_Working data_
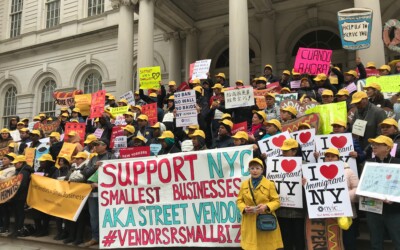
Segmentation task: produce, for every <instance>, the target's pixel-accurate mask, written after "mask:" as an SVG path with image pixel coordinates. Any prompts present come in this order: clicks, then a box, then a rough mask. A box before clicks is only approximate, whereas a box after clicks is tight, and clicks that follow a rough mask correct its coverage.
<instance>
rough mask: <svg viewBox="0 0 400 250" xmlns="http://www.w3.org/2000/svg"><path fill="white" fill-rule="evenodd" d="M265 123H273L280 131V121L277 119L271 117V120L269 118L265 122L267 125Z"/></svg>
mask: <svg viewBox="0 0 400 250" xmlns="http://www.w3.org/2000/svg"><path fill="white" fill-rule="evenodd" d="M267 124H272V125H274V126H275V127H276V128H277V129H278V130H279V131H282V125H281V122H280V121H278V120H277V119H271V120H269V121H267V122H266V123H265V125H267Z"/></svg>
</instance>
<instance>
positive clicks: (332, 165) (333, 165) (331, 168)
mask: <svg viewBox="0 0 400 250" xmlns="http://www.w3.org/2000/svg"><path fill="white" fill-rule="evenodd" d="M338 171H339V170H338V168H337V166H336V165H333V164H332V165H329V166H326V165H322V166H321V168H320V169H319V172H321V174H322V176H324V177H325V178H326V179H329V180H332V179H333V178H335V176H336V175H337V173H338Z"/></svg>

_Exercise description_
Using the listing above, pull out all lines that hold the word "instance".

_Finished task_
Segmentation task: produce, for every <instance>, the target's pixel-accurate mask, written after "mask:" as an SVG path with image pixel coordinates. Any prompts present come in this order: clicks, then a box, then a rough mask. A box before clicks is only approximate, whereas a box after clicks is tight, and clicks that follow a rough mask correct its coverage.
<instance>
</instance>
<instance>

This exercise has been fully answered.